Dataset rows showing where objects appear
┄┄┄┄┄┄┄┄┄┄┄┄┄┄┄┄┄┄┄┄

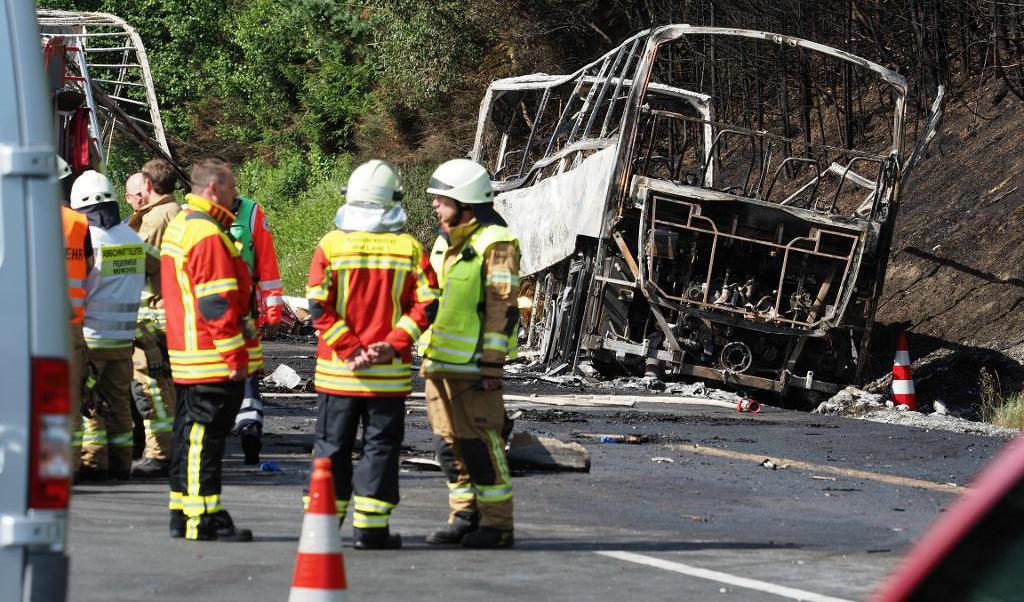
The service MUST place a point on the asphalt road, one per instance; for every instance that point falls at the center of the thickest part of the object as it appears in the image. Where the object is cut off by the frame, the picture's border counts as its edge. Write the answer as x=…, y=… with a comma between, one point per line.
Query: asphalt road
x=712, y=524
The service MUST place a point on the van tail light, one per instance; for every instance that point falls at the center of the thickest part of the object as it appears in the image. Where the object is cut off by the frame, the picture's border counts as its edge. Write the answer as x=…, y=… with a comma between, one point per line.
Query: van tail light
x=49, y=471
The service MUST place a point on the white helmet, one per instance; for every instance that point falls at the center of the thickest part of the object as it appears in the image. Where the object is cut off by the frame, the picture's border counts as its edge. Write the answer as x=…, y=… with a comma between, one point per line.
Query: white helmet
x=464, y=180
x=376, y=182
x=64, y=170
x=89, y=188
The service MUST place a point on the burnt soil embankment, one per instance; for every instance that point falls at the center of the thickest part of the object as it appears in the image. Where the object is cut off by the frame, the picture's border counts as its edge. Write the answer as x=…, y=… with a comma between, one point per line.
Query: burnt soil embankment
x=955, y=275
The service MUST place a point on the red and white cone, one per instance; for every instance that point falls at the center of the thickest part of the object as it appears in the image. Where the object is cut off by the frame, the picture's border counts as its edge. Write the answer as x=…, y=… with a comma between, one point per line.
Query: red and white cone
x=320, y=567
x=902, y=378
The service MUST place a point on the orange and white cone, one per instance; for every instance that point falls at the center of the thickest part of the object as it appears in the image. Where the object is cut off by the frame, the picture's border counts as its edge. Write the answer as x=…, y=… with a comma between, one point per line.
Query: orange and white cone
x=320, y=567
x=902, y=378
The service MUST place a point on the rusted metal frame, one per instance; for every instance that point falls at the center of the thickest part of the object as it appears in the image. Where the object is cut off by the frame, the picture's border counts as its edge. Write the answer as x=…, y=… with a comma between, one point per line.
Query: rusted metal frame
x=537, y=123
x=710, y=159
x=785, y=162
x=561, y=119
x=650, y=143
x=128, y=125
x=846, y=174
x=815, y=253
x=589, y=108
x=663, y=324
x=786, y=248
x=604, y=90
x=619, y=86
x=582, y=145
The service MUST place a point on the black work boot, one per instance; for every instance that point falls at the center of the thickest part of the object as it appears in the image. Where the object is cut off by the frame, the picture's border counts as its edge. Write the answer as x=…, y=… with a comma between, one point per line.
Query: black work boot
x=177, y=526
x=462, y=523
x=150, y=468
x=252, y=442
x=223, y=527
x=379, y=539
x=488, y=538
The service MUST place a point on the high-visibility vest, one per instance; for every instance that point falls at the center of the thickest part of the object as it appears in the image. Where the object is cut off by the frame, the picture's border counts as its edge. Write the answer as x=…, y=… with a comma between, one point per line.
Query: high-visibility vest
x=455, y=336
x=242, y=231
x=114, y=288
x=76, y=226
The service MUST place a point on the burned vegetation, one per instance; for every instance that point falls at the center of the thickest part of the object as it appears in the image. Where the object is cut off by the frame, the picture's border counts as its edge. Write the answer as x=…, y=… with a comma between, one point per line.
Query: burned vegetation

┄┄┄┄┄┄┄┄┄┄┄┄┄┄┄┄┄┄┄┄

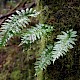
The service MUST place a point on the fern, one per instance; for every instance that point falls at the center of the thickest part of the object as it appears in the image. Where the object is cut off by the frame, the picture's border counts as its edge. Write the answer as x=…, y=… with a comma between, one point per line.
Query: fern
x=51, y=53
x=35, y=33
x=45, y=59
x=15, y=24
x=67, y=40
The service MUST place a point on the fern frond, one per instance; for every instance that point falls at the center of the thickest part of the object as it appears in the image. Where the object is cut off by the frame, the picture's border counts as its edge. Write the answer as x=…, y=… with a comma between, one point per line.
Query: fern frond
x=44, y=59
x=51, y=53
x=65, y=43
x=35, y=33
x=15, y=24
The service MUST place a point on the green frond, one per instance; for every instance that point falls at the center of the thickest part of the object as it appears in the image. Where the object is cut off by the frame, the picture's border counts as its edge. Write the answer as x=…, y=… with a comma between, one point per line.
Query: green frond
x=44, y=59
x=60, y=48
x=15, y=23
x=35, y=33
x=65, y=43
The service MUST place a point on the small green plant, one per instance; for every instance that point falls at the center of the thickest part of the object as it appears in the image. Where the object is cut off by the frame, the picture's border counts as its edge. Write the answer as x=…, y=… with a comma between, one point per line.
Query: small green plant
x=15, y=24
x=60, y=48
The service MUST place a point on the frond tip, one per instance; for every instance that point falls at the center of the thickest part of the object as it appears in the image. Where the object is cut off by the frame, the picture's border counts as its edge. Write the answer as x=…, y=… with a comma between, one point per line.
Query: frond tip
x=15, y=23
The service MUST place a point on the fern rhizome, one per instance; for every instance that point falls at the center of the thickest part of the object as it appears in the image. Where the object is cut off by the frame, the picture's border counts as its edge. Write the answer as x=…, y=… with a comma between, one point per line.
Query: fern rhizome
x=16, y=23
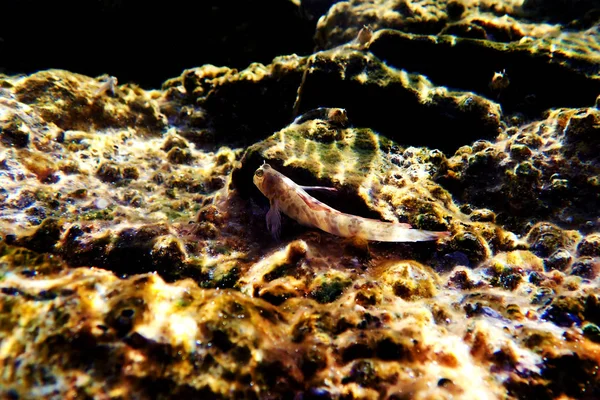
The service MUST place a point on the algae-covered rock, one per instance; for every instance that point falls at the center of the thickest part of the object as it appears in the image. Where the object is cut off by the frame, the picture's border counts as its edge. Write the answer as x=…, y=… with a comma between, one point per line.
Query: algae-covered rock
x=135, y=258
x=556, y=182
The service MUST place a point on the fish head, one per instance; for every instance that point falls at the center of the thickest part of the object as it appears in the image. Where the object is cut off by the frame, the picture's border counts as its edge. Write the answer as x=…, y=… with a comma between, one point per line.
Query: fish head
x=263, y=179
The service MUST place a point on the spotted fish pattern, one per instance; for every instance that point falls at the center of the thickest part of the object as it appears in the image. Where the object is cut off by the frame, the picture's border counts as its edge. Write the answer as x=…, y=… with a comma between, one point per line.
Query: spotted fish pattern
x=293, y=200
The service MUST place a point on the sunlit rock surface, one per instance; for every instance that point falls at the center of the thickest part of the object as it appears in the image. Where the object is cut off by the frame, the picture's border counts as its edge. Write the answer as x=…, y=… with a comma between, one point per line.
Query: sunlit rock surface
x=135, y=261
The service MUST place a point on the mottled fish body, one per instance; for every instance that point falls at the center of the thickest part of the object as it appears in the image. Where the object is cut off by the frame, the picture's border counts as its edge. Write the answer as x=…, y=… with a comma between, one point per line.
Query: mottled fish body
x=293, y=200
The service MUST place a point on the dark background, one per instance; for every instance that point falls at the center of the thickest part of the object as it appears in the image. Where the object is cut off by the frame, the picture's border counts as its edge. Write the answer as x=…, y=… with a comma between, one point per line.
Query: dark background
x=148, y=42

┄┄┄┄┄┄┄┄┄┄┄┄┄┄┄┄┄┄┄┄

Written instruction
Copy the lines from the one containing "The service MUST place a point on the asphalt" through the one containing "x=955, y=275", both included, without changing anything.

Problem solution
The service MUST place a point on the asphalt road, one per instance; for every instance that point falls at the center of the thickest part of the object as it appears in the image. Where the object is cut off by the frame, the picture's border counts as its edge. Write the answer as x=…, y=… with a comma between, one point per line.
Query: asphalt road
x=712, y=524
The service MUST place a point on the van tail light, one per instance; for every instance that point falls at the center of the thickest part of the object as it appears in the image. Where the object is cut off by the frame, the picture's border counts as its edge. Write the answer as x=…, y=… with a comma between, one point per line.
Query: van tail light
x=49, y=471
The service MUST place a point on the white helmet, one per instance; for every instance that point falls at the center of the thickest part of the object as it appears in the image. Where the object is cut off by the frame, the picture's border counts as its edge. Write the answer as x=…, y=… with a comma between, one point per line.
Query: white helmet
x=464, y=180
x=376, y=182
x=64, y=170
x=89, y=188
The service MUST place a point on the burnt soil embankment, one per instance; for every instance that point falls at the center of the thickest part of the object as it appears in the image. Where the object is cut off by the frame, the picture's border counts as its edge. Write the answer as x=…, y=… with a comma between, one point per line.
Query: burnt soil embankment
x=955, y=275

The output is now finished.